In the entries that follow, identify the line containing "Task: confirm every instance of the car roof" and return it together with all later lines, exactly as they appear.

### Supplied material
####

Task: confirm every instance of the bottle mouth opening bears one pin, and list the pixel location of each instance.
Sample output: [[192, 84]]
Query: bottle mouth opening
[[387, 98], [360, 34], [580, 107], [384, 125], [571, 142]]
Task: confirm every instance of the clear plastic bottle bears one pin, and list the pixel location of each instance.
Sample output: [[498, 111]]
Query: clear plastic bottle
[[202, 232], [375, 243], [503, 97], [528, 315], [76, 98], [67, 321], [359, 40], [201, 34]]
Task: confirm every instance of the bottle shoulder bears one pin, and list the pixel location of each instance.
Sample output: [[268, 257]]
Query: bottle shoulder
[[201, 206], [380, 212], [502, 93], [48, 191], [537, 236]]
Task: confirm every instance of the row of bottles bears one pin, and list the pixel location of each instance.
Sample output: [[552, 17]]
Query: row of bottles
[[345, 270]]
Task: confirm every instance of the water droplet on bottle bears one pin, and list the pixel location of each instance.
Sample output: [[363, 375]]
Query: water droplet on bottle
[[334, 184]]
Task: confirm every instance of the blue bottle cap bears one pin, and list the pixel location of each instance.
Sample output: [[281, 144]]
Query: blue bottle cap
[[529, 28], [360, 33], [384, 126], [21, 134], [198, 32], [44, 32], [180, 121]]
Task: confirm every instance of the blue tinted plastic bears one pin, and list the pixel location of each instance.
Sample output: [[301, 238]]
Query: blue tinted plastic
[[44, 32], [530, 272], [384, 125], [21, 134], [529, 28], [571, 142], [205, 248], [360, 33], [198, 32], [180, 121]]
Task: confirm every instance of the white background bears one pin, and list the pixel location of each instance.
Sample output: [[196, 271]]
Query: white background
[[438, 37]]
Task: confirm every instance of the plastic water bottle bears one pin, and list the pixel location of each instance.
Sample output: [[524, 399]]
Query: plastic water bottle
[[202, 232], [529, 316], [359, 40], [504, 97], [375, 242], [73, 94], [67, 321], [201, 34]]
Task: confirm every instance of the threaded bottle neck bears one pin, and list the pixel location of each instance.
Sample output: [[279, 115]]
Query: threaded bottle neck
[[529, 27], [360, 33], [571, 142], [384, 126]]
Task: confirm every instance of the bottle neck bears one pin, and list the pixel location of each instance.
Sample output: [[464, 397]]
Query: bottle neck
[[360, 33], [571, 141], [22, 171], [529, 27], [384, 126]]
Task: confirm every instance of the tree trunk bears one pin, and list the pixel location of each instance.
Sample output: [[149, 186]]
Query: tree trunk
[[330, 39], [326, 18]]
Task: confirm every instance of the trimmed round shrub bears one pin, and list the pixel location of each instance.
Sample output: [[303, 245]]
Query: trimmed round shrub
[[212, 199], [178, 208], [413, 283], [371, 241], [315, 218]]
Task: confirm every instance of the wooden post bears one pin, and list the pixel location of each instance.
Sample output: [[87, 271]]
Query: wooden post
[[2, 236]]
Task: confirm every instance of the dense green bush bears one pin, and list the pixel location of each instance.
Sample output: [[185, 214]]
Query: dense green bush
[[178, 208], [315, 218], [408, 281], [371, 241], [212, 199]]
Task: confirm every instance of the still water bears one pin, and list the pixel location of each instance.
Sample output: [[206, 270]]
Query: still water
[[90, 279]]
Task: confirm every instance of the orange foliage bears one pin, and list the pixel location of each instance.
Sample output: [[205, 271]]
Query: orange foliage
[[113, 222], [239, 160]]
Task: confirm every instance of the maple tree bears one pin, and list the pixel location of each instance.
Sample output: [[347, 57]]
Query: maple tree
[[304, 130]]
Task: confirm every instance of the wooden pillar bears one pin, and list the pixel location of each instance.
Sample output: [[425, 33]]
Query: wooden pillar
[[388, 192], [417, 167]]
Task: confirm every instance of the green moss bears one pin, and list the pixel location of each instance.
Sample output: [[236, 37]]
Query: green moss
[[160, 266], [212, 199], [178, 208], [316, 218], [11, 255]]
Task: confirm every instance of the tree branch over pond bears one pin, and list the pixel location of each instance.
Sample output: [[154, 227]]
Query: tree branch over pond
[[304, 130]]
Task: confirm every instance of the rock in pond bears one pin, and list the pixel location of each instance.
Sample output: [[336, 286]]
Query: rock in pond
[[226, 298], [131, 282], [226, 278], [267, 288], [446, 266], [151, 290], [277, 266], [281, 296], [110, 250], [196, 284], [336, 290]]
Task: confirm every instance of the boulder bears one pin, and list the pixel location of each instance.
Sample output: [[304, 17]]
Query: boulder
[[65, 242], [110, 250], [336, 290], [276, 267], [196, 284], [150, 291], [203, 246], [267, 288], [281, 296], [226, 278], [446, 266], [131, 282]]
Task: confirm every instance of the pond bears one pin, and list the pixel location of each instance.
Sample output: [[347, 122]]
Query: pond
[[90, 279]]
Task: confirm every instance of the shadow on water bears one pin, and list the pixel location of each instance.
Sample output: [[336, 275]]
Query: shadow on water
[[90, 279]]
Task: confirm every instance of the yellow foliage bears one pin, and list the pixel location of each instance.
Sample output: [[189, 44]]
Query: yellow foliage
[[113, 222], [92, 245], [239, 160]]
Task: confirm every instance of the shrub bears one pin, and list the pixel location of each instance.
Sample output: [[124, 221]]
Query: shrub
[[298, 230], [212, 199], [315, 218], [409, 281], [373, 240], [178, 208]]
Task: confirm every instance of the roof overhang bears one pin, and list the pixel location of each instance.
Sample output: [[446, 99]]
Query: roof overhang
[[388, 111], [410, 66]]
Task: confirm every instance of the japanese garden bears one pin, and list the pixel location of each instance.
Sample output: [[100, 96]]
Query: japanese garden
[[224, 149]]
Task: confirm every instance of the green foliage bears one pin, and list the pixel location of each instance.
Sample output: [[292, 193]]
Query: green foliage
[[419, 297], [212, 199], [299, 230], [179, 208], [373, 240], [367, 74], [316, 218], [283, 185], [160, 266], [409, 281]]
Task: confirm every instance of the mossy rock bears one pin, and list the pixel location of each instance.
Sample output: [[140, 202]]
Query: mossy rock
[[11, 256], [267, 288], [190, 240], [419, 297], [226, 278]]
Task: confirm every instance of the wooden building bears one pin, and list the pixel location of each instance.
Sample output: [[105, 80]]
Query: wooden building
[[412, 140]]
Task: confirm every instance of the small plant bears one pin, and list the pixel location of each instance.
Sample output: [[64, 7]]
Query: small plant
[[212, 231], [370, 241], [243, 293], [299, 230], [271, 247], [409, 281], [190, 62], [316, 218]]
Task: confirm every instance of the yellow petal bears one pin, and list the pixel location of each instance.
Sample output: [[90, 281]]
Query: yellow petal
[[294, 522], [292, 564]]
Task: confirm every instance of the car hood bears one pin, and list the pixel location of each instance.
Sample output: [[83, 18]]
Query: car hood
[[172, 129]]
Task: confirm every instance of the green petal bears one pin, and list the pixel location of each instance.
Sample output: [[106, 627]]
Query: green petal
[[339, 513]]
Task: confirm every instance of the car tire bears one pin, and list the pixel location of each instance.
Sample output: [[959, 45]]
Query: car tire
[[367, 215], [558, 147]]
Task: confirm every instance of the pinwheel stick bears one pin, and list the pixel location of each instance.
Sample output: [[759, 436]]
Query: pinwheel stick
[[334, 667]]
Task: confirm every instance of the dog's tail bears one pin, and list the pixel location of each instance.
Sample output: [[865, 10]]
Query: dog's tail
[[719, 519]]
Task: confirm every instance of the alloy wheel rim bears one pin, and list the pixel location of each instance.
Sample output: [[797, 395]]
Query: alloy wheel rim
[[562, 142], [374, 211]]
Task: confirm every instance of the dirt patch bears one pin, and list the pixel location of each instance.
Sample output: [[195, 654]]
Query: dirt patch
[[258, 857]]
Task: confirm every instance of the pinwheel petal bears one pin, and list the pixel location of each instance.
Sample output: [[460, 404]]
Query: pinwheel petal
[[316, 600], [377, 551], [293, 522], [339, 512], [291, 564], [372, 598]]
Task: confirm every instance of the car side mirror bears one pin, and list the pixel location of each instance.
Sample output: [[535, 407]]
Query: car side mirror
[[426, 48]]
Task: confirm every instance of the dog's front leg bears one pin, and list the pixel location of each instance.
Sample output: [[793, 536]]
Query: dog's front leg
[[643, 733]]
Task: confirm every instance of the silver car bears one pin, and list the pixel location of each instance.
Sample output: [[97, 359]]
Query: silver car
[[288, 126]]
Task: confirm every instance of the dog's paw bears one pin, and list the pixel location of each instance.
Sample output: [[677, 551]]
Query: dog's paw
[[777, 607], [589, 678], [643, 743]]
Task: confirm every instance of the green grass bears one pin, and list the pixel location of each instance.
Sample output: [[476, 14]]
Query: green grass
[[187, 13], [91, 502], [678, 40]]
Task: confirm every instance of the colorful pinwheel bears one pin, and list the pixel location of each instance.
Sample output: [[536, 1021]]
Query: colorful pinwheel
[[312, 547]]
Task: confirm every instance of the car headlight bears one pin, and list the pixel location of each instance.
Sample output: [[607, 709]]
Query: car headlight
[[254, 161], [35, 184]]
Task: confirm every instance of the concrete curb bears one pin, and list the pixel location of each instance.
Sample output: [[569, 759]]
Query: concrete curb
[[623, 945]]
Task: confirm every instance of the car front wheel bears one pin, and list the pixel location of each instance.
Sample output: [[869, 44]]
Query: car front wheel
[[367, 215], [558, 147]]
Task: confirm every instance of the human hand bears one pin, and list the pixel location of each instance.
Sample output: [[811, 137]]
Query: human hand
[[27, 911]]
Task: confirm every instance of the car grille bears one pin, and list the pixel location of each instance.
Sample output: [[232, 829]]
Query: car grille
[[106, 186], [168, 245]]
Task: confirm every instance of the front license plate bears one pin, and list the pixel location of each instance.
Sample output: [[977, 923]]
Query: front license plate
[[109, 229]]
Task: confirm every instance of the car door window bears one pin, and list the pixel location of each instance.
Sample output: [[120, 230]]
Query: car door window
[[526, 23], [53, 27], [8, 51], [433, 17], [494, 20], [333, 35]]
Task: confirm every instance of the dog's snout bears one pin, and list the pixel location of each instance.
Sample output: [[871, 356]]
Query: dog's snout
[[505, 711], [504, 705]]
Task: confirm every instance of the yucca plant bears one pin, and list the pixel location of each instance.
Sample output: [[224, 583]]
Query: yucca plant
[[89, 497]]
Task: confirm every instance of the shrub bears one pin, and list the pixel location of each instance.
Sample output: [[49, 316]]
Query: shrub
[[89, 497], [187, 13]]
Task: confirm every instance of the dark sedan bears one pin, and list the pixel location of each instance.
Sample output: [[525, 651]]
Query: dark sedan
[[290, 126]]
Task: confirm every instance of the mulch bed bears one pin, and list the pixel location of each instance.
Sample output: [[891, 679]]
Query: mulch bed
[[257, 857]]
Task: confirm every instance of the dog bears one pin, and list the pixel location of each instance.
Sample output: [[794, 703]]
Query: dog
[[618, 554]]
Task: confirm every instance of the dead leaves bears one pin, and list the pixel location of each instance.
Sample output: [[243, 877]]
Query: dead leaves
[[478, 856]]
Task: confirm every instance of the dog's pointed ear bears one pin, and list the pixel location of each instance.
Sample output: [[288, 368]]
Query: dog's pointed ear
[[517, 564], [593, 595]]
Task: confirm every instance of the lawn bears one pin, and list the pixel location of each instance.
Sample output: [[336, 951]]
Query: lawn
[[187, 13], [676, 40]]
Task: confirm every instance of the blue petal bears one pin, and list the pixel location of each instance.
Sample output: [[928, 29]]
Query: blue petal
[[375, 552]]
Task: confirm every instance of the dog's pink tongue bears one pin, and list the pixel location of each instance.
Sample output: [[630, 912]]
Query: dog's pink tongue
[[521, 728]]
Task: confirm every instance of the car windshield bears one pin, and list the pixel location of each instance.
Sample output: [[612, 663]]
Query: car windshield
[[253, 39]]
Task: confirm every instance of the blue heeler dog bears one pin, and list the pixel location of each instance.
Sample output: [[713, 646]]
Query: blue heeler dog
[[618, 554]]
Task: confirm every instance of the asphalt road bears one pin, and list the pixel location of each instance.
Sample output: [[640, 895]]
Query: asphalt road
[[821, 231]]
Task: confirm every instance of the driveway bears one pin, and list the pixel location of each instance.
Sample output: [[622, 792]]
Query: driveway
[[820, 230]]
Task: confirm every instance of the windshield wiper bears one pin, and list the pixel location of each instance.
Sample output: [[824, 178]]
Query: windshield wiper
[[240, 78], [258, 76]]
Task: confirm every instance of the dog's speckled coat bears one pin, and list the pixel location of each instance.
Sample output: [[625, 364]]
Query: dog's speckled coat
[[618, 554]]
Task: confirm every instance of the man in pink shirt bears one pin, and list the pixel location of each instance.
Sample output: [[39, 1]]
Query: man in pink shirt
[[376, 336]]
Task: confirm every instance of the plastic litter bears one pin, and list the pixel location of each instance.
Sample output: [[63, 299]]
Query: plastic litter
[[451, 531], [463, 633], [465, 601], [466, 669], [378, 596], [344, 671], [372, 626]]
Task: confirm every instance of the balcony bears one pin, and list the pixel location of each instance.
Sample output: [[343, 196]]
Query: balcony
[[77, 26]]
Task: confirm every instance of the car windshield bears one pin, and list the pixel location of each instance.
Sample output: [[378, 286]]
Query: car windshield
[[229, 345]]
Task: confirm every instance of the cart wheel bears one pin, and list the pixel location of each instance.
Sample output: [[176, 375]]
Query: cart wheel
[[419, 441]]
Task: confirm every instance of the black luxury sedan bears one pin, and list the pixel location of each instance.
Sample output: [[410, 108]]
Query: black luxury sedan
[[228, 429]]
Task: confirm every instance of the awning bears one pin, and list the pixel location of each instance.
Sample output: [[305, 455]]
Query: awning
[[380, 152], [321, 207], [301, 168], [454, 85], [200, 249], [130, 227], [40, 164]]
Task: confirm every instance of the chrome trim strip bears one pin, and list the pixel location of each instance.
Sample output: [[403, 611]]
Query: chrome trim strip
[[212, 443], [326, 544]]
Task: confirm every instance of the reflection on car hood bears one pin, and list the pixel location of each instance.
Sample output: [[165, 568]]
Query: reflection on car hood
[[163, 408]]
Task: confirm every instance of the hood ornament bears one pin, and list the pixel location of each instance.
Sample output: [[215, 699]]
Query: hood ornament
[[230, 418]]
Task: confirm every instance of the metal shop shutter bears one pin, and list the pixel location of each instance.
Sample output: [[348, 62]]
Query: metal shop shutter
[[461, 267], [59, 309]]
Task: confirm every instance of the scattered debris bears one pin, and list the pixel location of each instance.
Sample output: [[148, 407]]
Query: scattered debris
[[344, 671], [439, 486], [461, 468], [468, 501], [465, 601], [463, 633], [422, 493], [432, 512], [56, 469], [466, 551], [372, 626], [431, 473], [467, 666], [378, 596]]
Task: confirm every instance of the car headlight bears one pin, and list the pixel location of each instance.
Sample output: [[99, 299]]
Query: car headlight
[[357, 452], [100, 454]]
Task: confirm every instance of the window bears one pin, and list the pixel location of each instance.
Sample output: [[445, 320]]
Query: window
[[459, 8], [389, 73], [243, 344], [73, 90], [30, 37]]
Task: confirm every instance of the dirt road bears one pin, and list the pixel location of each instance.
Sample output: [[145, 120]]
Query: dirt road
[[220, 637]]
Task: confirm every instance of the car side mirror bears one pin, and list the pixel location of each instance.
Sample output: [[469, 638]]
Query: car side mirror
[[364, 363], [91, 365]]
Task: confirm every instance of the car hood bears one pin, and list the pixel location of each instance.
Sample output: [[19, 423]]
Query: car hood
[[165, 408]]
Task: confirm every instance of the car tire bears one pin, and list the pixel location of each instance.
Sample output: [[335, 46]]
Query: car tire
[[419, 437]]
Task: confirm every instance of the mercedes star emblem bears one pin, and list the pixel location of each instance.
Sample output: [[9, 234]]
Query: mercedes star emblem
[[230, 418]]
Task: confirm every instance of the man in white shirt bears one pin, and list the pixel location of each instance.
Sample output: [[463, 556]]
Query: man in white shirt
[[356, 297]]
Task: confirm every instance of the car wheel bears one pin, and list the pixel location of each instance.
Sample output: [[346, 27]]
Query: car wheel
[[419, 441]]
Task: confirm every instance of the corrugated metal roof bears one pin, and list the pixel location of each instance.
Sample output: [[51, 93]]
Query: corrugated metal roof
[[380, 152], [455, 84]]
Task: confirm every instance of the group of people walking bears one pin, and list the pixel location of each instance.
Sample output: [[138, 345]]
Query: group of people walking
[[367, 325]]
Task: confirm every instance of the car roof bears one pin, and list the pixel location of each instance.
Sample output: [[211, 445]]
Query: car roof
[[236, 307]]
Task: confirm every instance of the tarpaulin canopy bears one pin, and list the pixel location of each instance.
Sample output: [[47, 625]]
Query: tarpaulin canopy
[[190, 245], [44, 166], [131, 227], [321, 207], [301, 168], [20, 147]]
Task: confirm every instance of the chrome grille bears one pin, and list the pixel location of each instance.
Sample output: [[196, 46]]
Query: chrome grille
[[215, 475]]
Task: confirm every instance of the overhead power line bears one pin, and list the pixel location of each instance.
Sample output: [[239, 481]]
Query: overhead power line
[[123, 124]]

####

### Reply to the task
Task: confirm every instance of the car roof bears one pin, and list the pixel location of each instance.
Sample output: [[211, 445]]
Query: car roof
[[236, 307]]
Task: confirm every instance of the tarpaulin canopy bears one pin, and list the pixel location of each instance.
Sample output: [[47, 625]]
Query: tarpaulin canopy
[[190, 245], [44, 166], [131, 227], [321, 207], [301, 168], [20, 147]]
Task: confirm every instance of the chrome grille bears one pin, and list the pixel location of each instance.
Sample output: [[196, 46]]
Query: chrome grille
[[215, 475]]
Task: confirm every instance of the overhead power line bears one pin, and list the pixel location of each instance.
Sample output: [[239, 481]]
Query: overhead power line
[[123, 124]]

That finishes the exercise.